● SELECTED EXTRACT
Left: quantitative comparison of FROC curves of faster RCNN and FPN. Right: the distribution of nodule sizes in our dataset (nodule size is defined as the average of the largest major axis and the vertical maximum minor axis measurement in-plane).

In the experiments, we randomly split the dataset into two parts: (1) training set of 1989 CT scans with 2932 pulmonary nodules; (2) testing set of 606 CT scans with 1076 pulmonary nodules. All CT scans are first resampled to the same spatial resolution (i.e., 0.7 mm × 0.7 mm × 1.0 mm) before any processing step. During training, due to the limitation of GPU memory, we sample random 3D patches from CT scans to train FPNs. The 3D patch size is 96 × 96 × 96. \( \uplambda \) in the FPN loss is 1000. We evaluate the detection performance of different algorithms using two metrics: (1) average precision (AP) of precision-recall (PR) curve; (2) free-response ROC curve (FROC).

Impact of Multi-scale Feature Maps:

We first evaluated the importance of multi-scale feature maps in pulmonary nodule detection by comparing faster RCNN and FPN. Faster RCNN utilizes only the coarsest feature maps for pulmonary nodule detection. It tends to miss small pulmonary nodules. By detecting pulmonary nodules at various scales of feature maps, FPN outperforms faster RCNN by a large margin (0.12 increase in AP) as shown in both Fig. 5 (left) and Table 1, which justifies the importance of multi-scale feature maps.

Table 1. Quantitative comparison of average precisions of different algorithms.

Evaluation of Different Loss Functions:

We evaluated the detection performance of different loss functions under the FPN framework. The loss functions under comparison are: (1) weighted cross entropy loss, (2) focal loss, (3) cross entropy loss with online hard negative example mining (cross entropy + OHEM), and (4) focal loss with OHEM (focal loss + OHEM). The best performance of each loss function is reported in Fig. 6. Focal loss with OHEM achieves the best detection performance. Without OHEM, the number of negatives is way too many than the number of positives in a min-batch, which limits training efficacy. With OHEM, the detection performance of focal loss is slightly better than that of cross entropy as shown in Fig. 6 (right). Besides, we found that the convergence is accelerated using focal loss compared with cross entropy loss.

Fig. 6.
figure 6

The quantitative comparison of FPN detection performance using different loss functions. Left: FROC curve; Right: PR curve.

● STUDY QUESTIONS
a – Rewrite the nodule detection passage from "Impact of Multi-scale" to "multi-scale feature maps.", switching "coarsest" to "finest".
b – Which loss functions does the nodule detection passage compare under the FPN framework? List all of them.

● EXCERPTED DATA
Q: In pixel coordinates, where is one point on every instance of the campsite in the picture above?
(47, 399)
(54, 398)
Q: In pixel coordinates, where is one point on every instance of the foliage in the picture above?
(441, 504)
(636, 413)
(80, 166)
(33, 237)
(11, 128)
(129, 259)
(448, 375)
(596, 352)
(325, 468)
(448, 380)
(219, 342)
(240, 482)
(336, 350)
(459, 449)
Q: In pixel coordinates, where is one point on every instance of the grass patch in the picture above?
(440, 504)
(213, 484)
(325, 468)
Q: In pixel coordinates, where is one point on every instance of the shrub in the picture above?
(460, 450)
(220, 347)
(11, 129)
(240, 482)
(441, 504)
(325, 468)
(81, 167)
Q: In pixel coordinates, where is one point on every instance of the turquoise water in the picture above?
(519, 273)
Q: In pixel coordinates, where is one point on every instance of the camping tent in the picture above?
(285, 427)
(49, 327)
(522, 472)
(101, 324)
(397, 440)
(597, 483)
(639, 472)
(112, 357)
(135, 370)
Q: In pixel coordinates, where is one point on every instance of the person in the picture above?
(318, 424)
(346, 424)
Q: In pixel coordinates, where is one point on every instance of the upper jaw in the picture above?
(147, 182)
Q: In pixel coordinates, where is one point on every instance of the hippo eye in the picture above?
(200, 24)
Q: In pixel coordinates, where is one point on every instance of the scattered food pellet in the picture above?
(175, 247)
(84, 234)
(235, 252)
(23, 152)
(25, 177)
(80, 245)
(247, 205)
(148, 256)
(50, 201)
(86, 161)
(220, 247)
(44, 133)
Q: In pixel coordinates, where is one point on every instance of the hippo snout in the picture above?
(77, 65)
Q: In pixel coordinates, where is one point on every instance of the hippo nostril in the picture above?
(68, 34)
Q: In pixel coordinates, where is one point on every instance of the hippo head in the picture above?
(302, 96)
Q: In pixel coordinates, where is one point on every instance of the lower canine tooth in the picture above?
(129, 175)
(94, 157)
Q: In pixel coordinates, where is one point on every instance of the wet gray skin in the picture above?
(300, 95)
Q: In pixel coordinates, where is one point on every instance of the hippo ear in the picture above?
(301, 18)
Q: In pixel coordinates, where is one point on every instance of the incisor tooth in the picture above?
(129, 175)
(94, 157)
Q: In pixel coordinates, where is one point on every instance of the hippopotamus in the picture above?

● YOUR WRITTEN ANSWERS
a –
Impact of Multi-scale Feature Maps:

We first evaluated the importance of multi-scale feature maps in pulmonary nodule detection by comparing faster RCNN and FPN. Faster RCNN utilizes only the finest feature maps for pulmonary nodule detection. It tends to miss small pulmonary nodules. By detecting pulmonary nodules at various scales of feature maps, FPN outperforms faster RCNN by a large margin (0.12 increase in AP) as shown in both Fig. 5 (left) and Table 1, which justifies the importance of multi-scale feature maps.

b –
1. Weighted cross entropy loss
2. Focal loss
3. Cross entropy loss with online hard negative example mining (cross entropy + OHEM)
4. Focal loss with OHEM (focal loss + OHEM)